Excerpt:

Grand Challenges

Progress of ELSA in methodology as well as deployment is driven by grand challenges. These challenges arise across all use-cases. Overcoming these challenges will be essential in overcoming obstacles to take-up and deployment of AI. These grand challenges are the first step in refining the strategic research agenda of ELISE. These overarching goals and the number of grand challenges will evolve as the project progresses in collaboration with all stakeholders.

Robustness guarantees and certification

AI technology has been shown to be susceptible to manipulations during training and test time. Different schemes have been proposed to harden AI systems against such attacks. However, only recently rigorous guarantees and certificates have been developed that can rule out certain types of attacks. While foundations are laid, developing practical techniques that can effectively deal with the full breadth of complex attacks is highly challenging. Although we seek the best possible robustness, such properties will not be achievable in an absolute sense, in particular if we zoom in on isolated components of complex systems that are built on AI technology. Hence, novel methodology and systems are needed that offer a resilience in the form of mitigation strategies if individual components fail, avoiding catastrophic system failure. Research is also needed to address the vulnerabilities of AI and deep learning against adversarial attacks. New methodologies to evaluate and assess adversarial robustness will be defined, to work in noisy and uncertain real conditions, different from those considered at training time, and to cope with fake data and misinformation. A grand challenge is not only to improve robustness, but also certify it, and measure the capabilities and the limits of the approaches, including when the certification is valid.

Questions to answer:
A - Reproduce the passage on AI grand challenges word for word, from "Progress of ELSA" to "with all stakeholders.".
B - Write the next part of the passage on AI grand challenges, picking up after its final sentence.

Data section:
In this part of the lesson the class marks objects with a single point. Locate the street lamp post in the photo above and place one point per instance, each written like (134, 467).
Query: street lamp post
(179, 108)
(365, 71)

* * *

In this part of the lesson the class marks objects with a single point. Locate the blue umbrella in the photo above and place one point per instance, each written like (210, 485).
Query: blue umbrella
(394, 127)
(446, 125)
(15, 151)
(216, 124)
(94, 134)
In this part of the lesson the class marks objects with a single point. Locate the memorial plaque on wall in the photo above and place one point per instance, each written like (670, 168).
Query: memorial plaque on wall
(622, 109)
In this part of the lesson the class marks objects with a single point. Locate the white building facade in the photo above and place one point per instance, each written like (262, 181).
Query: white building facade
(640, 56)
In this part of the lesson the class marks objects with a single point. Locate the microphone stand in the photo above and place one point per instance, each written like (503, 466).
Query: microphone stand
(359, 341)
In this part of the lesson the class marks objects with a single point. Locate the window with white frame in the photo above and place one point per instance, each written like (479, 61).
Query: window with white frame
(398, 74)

---

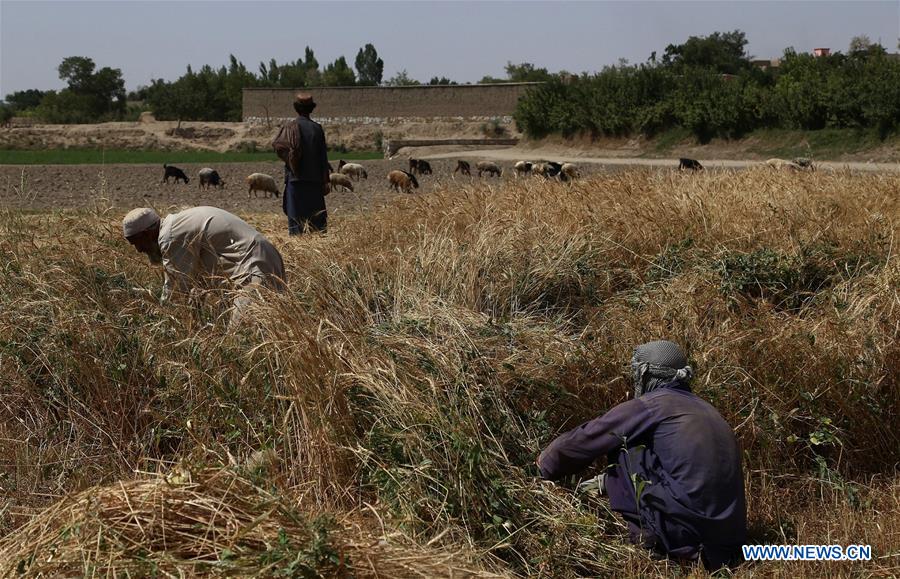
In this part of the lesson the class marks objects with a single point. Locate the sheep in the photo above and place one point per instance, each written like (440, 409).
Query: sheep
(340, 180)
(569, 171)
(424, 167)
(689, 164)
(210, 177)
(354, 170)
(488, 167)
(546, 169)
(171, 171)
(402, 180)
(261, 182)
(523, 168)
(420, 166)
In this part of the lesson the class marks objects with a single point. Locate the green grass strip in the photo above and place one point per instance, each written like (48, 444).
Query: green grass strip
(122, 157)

Responses for each task:
A -
Progress of ELSA in methodology as well as deployment is driven by grand challenges. These challenges arise across all use-cases. Overcoming these challenges will be essential in overcoming obstacles to take-up and deployment of AI. These grand challenges are the first step in refining the strategic research agenda of ELISE. These overarching goals and the number of grand challenges will evolve as the project progresses in collaboration with all stakeholders.

B -
Private and robust collaborative learning at scale

Modern AI technologies require massive amounts of data, the availability of which can be a significant bottleneck. Often this scarcity is due to technological, legal, privacy and confidentiality constraints that, while ensuring respect for the informational privacy of individuals and their fundamental right of data protection, prevents sharing data across different parties. Our aim is to develop a technological platform that would enable using such distributed data in a scalable manner robustly and securely with provable privacy, thus opening significant new opportunities. Training a machine learning model with distributed data has been recently popularised as federated learning. In collaborative learning, we aim further to allow all parties to train models for their needs, safely using relevant data from other parties. In such scenarios, we need to deal with different actors with different incentives and different levels of trust and privacy-utility preferences (cf. Biswas et al., 2021). While such distributed and possibly decentralized (cf. Koloskova et al., 2019) training scenarios provide novel and innovative training regimes, they are not well understood. Providing guarantees of the overall effectiveness under a secure and reliable learning paradigm that participants are willing to engage in is highly challenging. While decentralising the data is good for privacy, it is not sufficient on its own, as intermediate updates can leak information to other parties of the computation and the final model can also leak sensitive information. Differential privacy can provide solutions for both challenges, but more fundamental research is needed to understand privacy-utility trade- offs that can be obtained using various architectures and secure multi-party computation primitives.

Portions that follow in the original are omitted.